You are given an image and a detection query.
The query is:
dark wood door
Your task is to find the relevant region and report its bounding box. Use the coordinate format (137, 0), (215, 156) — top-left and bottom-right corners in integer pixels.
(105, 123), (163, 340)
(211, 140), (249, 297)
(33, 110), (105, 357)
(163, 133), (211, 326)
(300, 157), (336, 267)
==========
• Set task: Starting with the first line above and ending after the line containing "Your task is", convert these lines into a numbered list, leaving out any blank lines.

• Solution for this problem:
1. You are given an image and a detection query.
2. The query is:
3. dark wood door
4. Your task is to find the relevant region and report its bounding box. Use the coordinate format (137, 0), (215, 156) — top-left and bottom-right corners in integer pixels.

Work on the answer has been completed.